Riproduca fedelmente, dal testo sulla professionalità medica, il passo che va da "Nel corso degli" fino a "essa prima estranee.".

• Testo in esame:
········

Dal giuramento di Ippocrate alla Carta della professionalità medica

Nel corso degli anni la medicina è stata influenzata dai risultati sconvolgenti della ricerca scientifica, che le hanno imposto di ripensare se stessa e misurarsi con orizzonti di possibilità sempre più vasti. Un analogo discorso deve dirsi del mutare di prospettiva che ha coinvolto le riflessioni circa la figura del medico e del paziente, e che hanno portato ad una riconsiderazione della concezione di cura e di pratica medica, introducendo nell’emisfero globale della medicina categorie ad essa prima estranee.
Nel secolo appena trascorso, la medicina ha dovuto indirizzare i suoi sforzi ad elaborare, accanto ai fondamenti “classici” (potremmo dire, ippocratici) della professionalità dell’operatore sanitario, nuovi aspetti del suo ruolo professionale, elaborando così un concetto stesso di professionalità, più ampio che in passato, che – come è già stato accennato – comprende, oltre alle conoscenze tecniche, la capacità di interagire correttamente con il paziente.

········

• Record estratti:
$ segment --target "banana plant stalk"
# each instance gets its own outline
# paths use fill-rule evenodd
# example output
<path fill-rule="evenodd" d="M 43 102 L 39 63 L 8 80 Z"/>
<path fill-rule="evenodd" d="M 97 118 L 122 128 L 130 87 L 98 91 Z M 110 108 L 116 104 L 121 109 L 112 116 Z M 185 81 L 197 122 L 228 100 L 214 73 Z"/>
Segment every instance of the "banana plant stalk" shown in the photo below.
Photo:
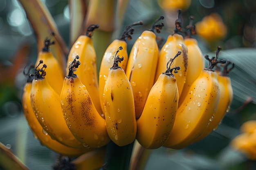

········

• Spazio per la risposta:
Nel corso degli anni la medicina è stata influenzata dai risultati sconvolgenti della ricerca scientifica, che le hanno imposto di ripensare se stessa e misurarsi con orizzonti di possibilità sempre più vasti. Un analogo discorso deve dirsi del mutare di prospettiva che ha coinvolto le riflessioni circa la figura del medico e del paziente, e che hanno portato ad una riconsiderazione della concezione di cura e di pratica medica, introducendo nell’emisfero globale della medicina categorie ad essa prima estranee.